### [Exercise]
Return each entry word for word and skip its pictures.

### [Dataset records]
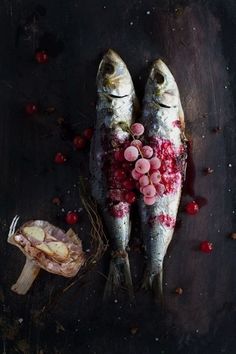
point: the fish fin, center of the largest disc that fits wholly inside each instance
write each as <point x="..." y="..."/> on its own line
<point x="119" y="276"/>
<point x="154" y="282"/>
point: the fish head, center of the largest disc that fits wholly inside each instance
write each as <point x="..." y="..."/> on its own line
<point x="113" y="77"/>
<point x="162" y="88"/>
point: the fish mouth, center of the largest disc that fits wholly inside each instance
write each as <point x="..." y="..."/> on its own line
<point x="165" y="91"/>
<point x="113" y="77"/>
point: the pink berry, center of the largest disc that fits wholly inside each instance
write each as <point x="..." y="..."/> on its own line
<point x="119" y="175"/>
<point x="130" y="197"/>
<point x="136" y="175"/>
<point x="147" y="151"/>
<point x="144" y="181"/>
<point x="155" y="177"/>
<point x="160" y="188"/>
<point x="155" y="163"/>
<point x="137" y="143"/>
<point x="137" y="129"/>
<point x="131" y="153"/>
<point x="142" y="166"/>
<point x="149" y="200"/>
<point x="119" y="155"/>
<point x="149" y="191"/>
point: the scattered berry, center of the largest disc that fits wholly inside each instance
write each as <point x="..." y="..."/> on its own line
<point x="147" y="151"/>
<point x="206" y="246"/>
<point x="130" y="197"/>
<point x="88" y="133"/>
<point x="41" y="56"/>
<point x="31" y="108"/>
<point x="137" y="129"/>
<point x="79" y="142"/>
<point x="59" y="158"/>
<point x="192" y="208"/>
<point x="72" y="217"/>
<point x="131" y="153"/>
<point x="142" y="166"/>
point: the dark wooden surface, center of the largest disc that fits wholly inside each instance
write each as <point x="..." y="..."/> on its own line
<point x="197" y="40"/>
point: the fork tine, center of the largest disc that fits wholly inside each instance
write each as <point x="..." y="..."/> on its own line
<point x="13" y="226"/>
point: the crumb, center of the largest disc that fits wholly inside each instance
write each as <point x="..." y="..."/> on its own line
<point x="233" y="236"/>
<point x="50" y="110"/>
<point x="179" y="291"/>
<point x="134" y="330"/>
<point x="216" y="129"/>
<point x="56" y="201"/>
<point x="208" y="171"/>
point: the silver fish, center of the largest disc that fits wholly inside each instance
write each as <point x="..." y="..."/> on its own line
<point x="115" y="112"/>
<point x="163" y="120"/>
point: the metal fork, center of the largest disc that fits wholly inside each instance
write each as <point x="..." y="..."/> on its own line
<point x="12" y="227"/>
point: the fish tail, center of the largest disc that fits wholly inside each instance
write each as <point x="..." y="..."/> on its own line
<point x="119" y="275"/>
<point x="154" y="282"/>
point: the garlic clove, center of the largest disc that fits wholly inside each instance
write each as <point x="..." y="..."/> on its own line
<point x="59" y="249"/>
<point x="44" y="248"/>
<point x="34" y="232"/>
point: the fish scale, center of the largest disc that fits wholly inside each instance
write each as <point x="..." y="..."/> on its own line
<point x="116" y="106"/>
<point x="163" y="121"/>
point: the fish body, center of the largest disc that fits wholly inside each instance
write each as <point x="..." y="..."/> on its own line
<point x="115" y="112"/>
<point x="163" y="120"/>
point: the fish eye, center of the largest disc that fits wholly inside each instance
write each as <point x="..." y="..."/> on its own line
<point x="159" y="78"/>
<point x="108" y="68"/>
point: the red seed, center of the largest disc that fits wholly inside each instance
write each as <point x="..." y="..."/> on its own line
<point x="72" y="217"/>
<point x="206" y="246"/>
<point x="31" y="108"/>
<point x="130" y="197"/>
<point x="120" y="175"/>
<point x="41" y="56"/>
<point x="88" y="133"/>
<point x="79" y="142"/>
<point x="192" y="208"/>
<point x="59" y="158"/>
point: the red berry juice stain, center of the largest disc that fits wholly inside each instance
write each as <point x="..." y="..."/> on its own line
<point x="188" y="186"/>
<point x="120" y="210"/>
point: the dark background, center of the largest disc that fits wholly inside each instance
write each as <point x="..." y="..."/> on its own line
<point x="197" y="41"/>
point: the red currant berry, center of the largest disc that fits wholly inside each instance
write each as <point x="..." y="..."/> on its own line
<point x="119" y="155"/>
<point x="72" y="218"/>
<point x="88" y="133"/>
<point x="31" y="108"/>
<point x="59" y="158"/>
<point x="192" y="208"/>
<point x="119" y="175"/>
<point x="79" y="142"/>
<point x="129" y="184"/>
<point x="206" y="246"/>
<point x="130" y="197"/>
<point x="41" y="56"/>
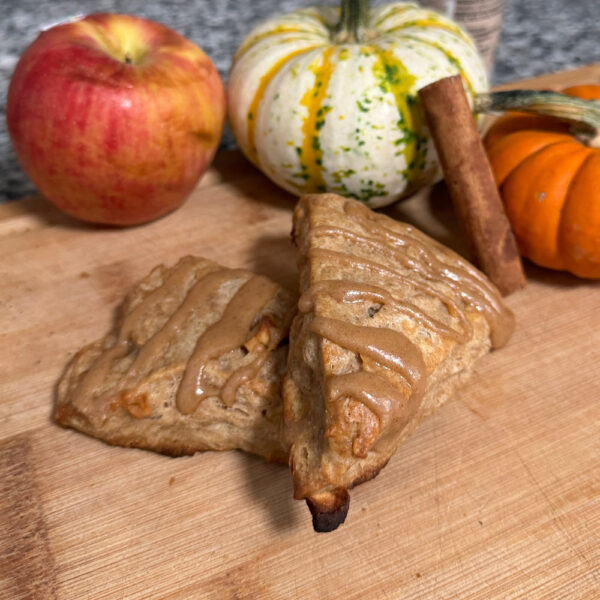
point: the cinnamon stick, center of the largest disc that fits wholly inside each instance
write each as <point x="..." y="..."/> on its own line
<point x="471" y="184"/>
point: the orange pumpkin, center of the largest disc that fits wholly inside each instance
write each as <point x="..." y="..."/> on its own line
<point x="549" y="179"/>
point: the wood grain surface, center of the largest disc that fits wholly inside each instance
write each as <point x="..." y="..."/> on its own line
<point x="496" y="496"/>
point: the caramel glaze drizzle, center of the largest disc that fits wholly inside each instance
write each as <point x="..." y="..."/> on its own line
<point x="228" y="333"/>
<point x="392" y="349"/>
<point x="355" y="291"/>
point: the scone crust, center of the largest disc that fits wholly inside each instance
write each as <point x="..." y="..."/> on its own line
<point x="337" y="443"/>
<point x="125" y="408"/>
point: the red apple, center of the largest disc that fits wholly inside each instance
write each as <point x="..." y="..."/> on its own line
<point x="115" y="118"/>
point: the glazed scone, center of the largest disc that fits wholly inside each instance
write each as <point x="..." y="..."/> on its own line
<point x="389" y="323"/>
<point x="194" y="362"/>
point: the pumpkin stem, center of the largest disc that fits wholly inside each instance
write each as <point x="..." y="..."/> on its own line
<point x="584" y="115"/>
<point x="354" y="22"/>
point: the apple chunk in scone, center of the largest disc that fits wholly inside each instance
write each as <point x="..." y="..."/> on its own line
<point x="390" y="323"/>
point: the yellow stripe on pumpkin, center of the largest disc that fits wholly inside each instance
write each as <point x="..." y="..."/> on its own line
<point x="311" y="156"/>
<point x="258" y="96"/>
<point x="432" y="24"/>
<point x="394" y="78"/>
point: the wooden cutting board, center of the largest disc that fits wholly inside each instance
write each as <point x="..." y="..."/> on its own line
<point x="496" y="496"/>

### [Completed task]
point: the fish fin, center of the largest disc that fits wholly inside each instance
write each as <point x="..." y="..."/> on its own line
<point x="119" y="276"/>
<point x="154" y="282"/>
point: the fish head, center of the largest disc that fits wholly inside each instance
write each as <point x="..." y="..."/> on its own line
<point x="113" y="77"/>
<point x="162" y="88"/>
point: the fish mouth, center of the largest disc that fits wholly inside each instance
write each as <point x="..." y="..."/> on its own line
<point x="165" y="91"/>
<point x="113" y="77"/>
point: the pink berry, center of the largest disc that fits wholly inside each instance
write each as <point x="..." y="..."/> on its own line
<point x="119" y="175"/>
<point x="130" y="197"/>
<point x="136" y="175"/>
<point x="147" y="151"/>
<point x="144" y="181"/>
<point x="155" y="177"/>
<point x="160" y="188"/>
<point x="155" y="163"/>
<point x="137" y="143"/>
<point x="137" y="129"/>
<point x="131" y="153"/>
<point x="142" y="166"/>
<point x="149" y="200"/>
<point x="119" y="155"/>
<point x="149" y="191"/>
point: the scattered berry, center of the largest disc that fits wholly inside each instance
write each as <point x="..." y="..."/> on its own line
<point x="147" y="151"/>
<point x="206" y="246"/>
<point x="130" y="197"/>
<point x="88" y="133"/>
<point x="41" y="56"/>
<point x="31" y="108"/>
<point x="137" y="129"/>
<point x="79" y="142"/>
<point x="59" y="158"/>
<point x="192" y="208"/>
<point x="72" y="217"/>
<point x="131" y="153"/>
<point x="142" y="166"/>
point: the dark wooden surface, center of the largest disc that fits wholly inside each instance
write each as <point x="..." y="..."/> on its own line
<point x="197" y="40"/>
point: the fork tine, center of the largest disc that fits wholly inside each instance
write each as <point x="..." y="..."/> on its own line
<point x="13" y="226"/>
point: the crumb, center of the largest disc that fits wholly inside each instance
write each as <point x="..." y="..."/> on its own line
<point x="233" y="236"/>
<point x="50" y="110"/>
<point x="179" y="291"/>
<point x="134" y="330"/>
<point x="216" y="129"/>
<point x="56" y="201"/>
<point x="208" y="171"/>
point: the silver fish, center of the largest disc that fits wholly inside each instance
write each as <point x="..." y="..."/> on its own line
<point x="115" y="112"/>
<point x="163" y="120"/>
point: the metal fork, center of the largest disc that fits wholly inside each instance
write each as <point x="..." y="..."/> on its own line
<point x="12" y="227"/>
point: the fish tail, center of the largest disc that fits wholly inside each instance
write each as <point x="..." y="..."/> on its own line
<point x="119" y="275"/>
<point x="154" y="282"/>
point: the garlic clove, center of the largest disc that fits wholly inside each instance
write each as <point x="..." y="..."/> on its own line
<point x="59" y="249"/>
<point x="44" y="248"/>
<point x="34" y="232"/>
point: the fish scale, center of the largest disc that fits wholly inside each instance
write each as <point x="..." y="..."/> on its own line
<point x="116" y="106"/>
<point x="163" y="121"/>
point: the fish body, center of the largest disc that fits wholly inside each instance
write each as <point x="..." y="..."/> on its own line
<point x="115" y="112"/>
<point x="163" y="120"/>
point: the fish eye, center of the largest disc that fits wholly inside each instance
write each as <point x="..." y="..."/> on its own line
<point x="159" y="78"/>
<point x="108" y="68"/>
point: the red seed, center of the largest disc that fits wholly inside each instance
write each as <point x="..." y="..."/> on its own line
<point x="72" y="217"/>
<point x="206" y="246"/>
<point x="31" y="108"/>
<point x="130" y="197"/>
<point x="120" y="175"/>
<point x="41" y="56"/>
<point x="88" y="133"/>
<point x="79" y="142"/>
<point x="192" y="208"/>
<point x="59" y="158"/>
point: the red berry juice stain, center of the largest disc that fits wholly inside each instance
write each as <point x="..." y="..."/> on its own line
<point x="188" y="186"/>
<point x="120" y="210"/>
point: the dark background, center of the largest disc that fits wholly inside each instance
write each as <point x="..." y="..."/> on its own line
<point x="197" y="41"/>
point: the red currant berry, center of the largest disc that fits wholly inside each instance
write each as <point x="..." y="..."/> on its own line
<point x="119" y="155"/>
<point x="72" y="218"/>
<point x="88" y="133"/>
<point x="31" y="108"/>
<point x="59" y="158"/>
<point x="192" y="208"/>
<point x="119" y="175"/>
<point x="79" y="142"/>
<point x="129" y="184"/>
<point x="206" y="246"/>
<point x="130" y="197"/>
<point x="41" y="56"/>
point: the cinnamon stick, center of the largest disc that fits wholly inside each instance
write each as <point x="..." y="..."/> on its own line
<point x="471" y="184"/>
point: the orange pumpkin, center of the largest disc that fits wholly inside each instance
write each as <point x="..." y="..."/> on its own line
<point x="549" y="179"/>
point: the wood grain surface, center of the largest disc that fits wholly inside each instance
write each as <point x="..." y="..."/> on its own line
<point x="496" y="496"/>
point: the caramel glaze drizzle, center of the largest disc that fits wholly inside each instance
write each as <point x="..." y="..."/> on its own line
<point x="228" y="333"/>
<point x="392" y="349"/>
<point x="355" y="291"/>
point: the scone crust, center of the largest disc that fits wholly inside each instance
write each as <point x="..." y="..."/> on its own line
<point x="337" y="443"/>
<point x="125" y="408"/>
point: the red apple, center of the largest disc that fits wholly inside each instance
write each as <point x="..." y="..."/> on its own line
<point x="115" y="118"/>
point: the glazed scone, center of the largest disc that fits wholly inside each instance
write each as <point x="..." y="..."/> on its own line
<point x="389" y="323"/>
<point x="194" y="362"/>
point: the pumpkin stem, center of the largest disc that fits wholly inside each instance
write each as <point x="..." y="..."/> on its own line
<point x="584" y="115"/>
<point x="354" y="22"/>
point: the apple chunk in scone, center of the largest disc that fits wholly inside each instance
write each as <point x="..." y="..."/> on its own line
<point x="390" y="323"/>
point: the yellow stripe on pumpkin, center of the largest disc that fits wholly inside each instance
write each as <point x="..." y="..."/> on its own line
<point x="311" y="156"/>
<point x="258" y="96"/>
<point x="432" y="24"/>
<point x="394" y="78"/>
point: the wooden cutting board, center of the largest disc that fits wholly inside each instance
write each as <point x="..." y="..."/> on its own line
<point x="496" y="496"/>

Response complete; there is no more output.